TGF-β signaling in atherosclerosis and restenosis
Frontiers in Bioscience - Scholar
Atherosclerosis; Restenosis; Review; TGF-beta
Current theories suggest that atherosclerotic and restenotic lesions result from imbalances between systems that are proinflammatory/fibroproliferative versus the endogenous inhibitory systems that normally limit inflammation and vascular wound repair. Abnormalities in one of the major regulatory pathways, the transforming growth factor-β (TGF-β) system, has been characterized in both animal models and in human lesions and lesionderived cells. TGF-β signaling is capable of regulating many of the key aspects of atherosclerosis and restenosis: inflammation, chemotaxis, fibrosis, proliferation, and apoptosis. There are significant decreases in TGF-β activity in patients with atherosclerosis, and equally important changes in the way cells respond to TGF-β during atherogenesis. Evidence from multiple sources indicates that experimental modulation of TGF-β activity, or TGF-β responses, changes the course of atherosclerosis and intimal hyperplasia. Cells derived from human lesions produce adequate TGF-β levels, but are resistant to the antiproliferative and apoptotic effects of TGF-β. An evolving theory describes TGF-β as a major orchestrator of the vascular repair process, with observable defects in its production, activation, and cellular responses during the atherosclerotic and restenotic processes.

RECORD EXCERPTS ::

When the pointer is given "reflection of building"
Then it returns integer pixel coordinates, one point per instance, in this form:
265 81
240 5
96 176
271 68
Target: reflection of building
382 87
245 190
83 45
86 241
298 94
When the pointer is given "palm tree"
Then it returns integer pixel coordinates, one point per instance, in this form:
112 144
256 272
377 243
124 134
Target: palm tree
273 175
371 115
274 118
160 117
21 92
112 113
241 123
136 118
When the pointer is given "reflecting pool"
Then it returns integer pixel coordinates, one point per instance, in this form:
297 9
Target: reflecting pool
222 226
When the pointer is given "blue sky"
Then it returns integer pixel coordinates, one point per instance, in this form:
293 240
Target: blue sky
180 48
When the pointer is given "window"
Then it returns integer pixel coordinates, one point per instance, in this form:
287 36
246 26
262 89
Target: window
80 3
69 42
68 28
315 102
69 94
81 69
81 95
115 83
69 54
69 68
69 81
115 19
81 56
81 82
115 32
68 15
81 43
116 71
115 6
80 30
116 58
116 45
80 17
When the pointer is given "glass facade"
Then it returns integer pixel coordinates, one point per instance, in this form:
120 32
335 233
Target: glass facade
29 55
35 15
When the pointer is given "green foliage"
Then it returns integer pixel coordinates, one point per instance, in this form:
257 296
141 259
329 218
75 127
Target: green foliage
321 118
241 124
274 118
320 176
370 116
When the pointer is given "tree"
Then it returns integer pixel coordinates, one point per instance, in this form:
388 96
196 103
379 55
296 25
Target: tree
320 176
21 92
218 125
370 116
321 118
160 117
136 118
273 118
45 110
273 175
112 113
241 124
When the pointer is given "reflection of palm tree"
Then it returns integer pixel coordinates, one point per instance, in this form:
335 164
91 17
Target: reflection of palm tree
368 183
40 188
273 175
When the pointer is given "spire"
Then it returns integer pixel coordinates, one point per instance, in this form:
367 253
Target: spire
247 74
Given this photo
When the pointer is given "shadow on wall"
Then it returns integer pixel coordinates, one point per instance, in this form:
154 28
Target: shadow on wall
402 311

EXERCISE BRIEF :: According to the TGF-β abstract, which effects of TGF-β do cells derived from human lesions resist?

SOLVED EXERCISE :: They resist its antiproliferative and apoptotic effects.